* PROVIDED DATA
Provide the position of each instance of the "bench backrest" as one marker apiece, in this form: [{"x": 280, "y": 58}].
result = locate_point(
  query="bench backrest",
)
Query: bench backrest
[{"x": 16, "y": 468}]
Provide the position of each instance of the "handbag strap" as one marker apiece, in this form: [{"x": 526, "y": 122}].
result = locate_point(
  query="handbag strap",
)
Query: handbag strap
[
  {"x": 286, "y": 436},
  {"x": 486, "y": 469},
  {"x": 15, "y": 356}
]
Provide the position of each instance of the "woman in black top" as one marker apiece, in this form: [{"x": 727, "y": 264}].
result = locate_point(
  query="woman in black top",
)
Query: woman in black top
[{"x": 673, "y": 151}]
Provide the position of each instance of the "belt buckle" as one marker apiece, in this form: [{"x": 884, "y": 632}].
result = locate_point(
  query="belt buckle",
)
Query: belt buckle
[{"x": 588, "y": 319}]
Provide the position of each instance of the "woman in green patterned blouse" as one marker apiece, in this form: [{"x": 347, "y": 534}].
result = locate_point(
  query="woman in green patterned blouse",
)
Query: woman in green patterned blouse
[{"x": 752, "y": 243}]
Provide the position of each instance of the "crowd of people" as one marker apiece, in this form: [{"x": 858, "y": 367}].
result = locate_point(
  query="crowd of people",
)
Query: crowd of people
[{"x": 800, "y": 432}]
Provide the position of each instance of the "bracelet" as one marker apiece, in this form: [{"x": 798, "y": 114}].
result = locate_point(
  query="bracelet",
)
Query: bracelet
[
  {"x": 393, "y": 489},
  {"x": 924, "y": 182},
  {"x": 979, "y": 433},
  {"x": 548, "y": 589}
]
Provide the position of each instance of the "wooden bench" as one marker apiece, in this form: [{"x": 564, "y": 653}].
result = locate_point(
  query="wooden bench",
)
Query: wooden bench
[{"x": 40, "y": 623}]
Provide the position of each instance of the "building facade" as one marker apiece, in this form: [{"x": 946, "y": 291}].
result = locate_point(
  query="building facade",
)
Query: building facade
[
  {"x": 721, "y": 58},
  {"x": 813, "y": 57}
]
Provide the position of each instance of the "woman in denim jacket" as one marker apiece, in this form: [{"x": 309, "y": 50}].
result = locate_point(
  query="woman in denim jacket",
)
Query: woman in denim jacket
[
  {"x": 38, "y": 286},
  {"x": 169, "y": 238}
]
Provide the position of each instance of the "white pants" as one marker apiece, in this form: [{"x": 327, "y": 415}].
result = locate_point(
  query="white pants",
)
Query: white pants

* THE TASK
Find every line in the items above that contains the string "handbag", and copy each of those lines out in full.

* WORKED SOLUTION
Provide the position of each instance of the "handbag strap" as one marker apiece, in this form: [{"x": 526, "y": 122}].
  query="handbag strap",
Query: handbag strap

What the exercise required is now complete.